Return every record exactly as it appears. Leave nothing out.

== Segment start ==

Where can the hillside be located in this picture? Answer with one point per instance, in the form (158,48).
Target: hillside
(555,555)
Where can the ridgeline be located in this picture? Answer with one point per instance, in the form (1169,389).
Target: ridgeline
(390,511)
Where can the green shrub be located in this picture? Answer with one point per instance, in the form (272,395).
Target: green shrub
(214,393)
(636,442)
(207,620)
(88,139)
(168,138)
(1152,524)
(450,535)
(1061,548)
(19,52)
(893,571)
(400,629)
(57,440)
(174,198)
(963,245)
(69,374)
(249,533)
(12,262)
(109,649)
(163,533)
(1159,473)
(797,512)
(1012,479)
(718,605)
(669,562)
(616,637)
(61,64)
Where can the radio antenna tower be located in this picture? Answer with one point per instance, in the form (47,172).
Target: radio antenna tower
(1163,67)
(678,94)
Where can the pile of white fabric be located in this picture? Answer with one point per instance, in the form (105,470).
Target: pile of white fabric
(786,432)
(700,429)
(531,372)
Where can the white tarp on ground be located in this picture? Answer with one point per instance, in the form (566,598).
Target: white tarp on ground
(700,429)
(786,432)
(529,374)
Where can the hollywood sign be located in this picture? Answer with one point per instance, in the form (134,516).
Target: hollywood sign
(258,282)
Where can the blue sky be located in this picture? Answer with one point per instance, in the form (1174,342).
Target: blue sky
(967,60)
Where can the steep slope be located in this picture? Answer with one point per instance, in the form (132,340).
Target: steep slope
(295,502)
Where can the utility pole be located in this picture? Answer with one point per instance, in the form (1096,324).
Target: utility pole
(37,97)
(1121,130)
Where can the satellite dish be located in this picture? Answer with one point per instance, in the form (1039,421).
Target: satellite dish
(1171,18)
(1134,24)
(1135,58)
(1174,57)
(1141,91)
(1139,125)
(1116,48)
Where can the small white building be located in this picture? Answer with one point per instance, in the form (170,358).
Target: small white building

== Segment end ==

RESULT:
Where can the hillside be located in this picture? Answer with one point per instance, in the form (158,48).
Target: hillside
(555,555)
Where can the ridgeline be located in this picture? Answer with one point per instance, in the form (1169,389).
Target: ridgeline
(390,511)
Where can the green shrub be located in this picture? Answer with one point per instance, in the form (272,395).
Target: green shrub
(214,393)
(636,442)
(207,620)
(88,139)
(168,138)
(1152,524)
(450,535)
(1061,548)
(19,52)
(893,571)
(400,629)
(57,440)
(174,198)
(963,245)
(69,374)
(249,533)
(12,262)
(109,649)
(163,533)
(1159,473)
(797,512)
(1012,479)
(718,605)
(669,562)
(616,637)
(61,64)
Where can the radio antenna tower be located in this picture? Answer with one point per instance, in the form (47,172).
Target: radio antenna tower
(1163,67)
(678,94)
Where can the pile of white fabric be located in this picture? Answer with one point per instance, in the form (105,470).
Target: pile of white fabric
(786,432)
(700,429)
(531,372)
Where can the white tarp on ground be located in this picture? Answer with one point per instance, in the form (566,598).
Target: white tarp on ground
(700,429)
(786,432)
(529,374)
Where can the hollywood sign be located in this picture? Answer with one point per instance, in the form (134,516).
Target: hollywood sign
(258,282)
Where can the blue sky be located in this picture? Answer with one point per instance, in the form (1174,342).
Target: blue sky
(967,60)
Where can the steep slope be located in this picture? Answer with one point per instance, in the form (132,340).
Target: steep slope
(295,502)
Where can the utility pole be located in this picture? Answer with one point per instance, in the form (1096,324).
Target: utility pole
(37,97)
(1121,130)
Where can the satellite dish be located in this picture? Answer with one point per instance, in the form (1039,421).
Target: satellite dish
(1171,18)
(1134,24)
(1135,58)
(1174,57)
(1141,91)
(1139,125)
(1116,48)
Where can the small white building be located in this picture? Answer with one point per instance, in the form (170,358).
Target: small white building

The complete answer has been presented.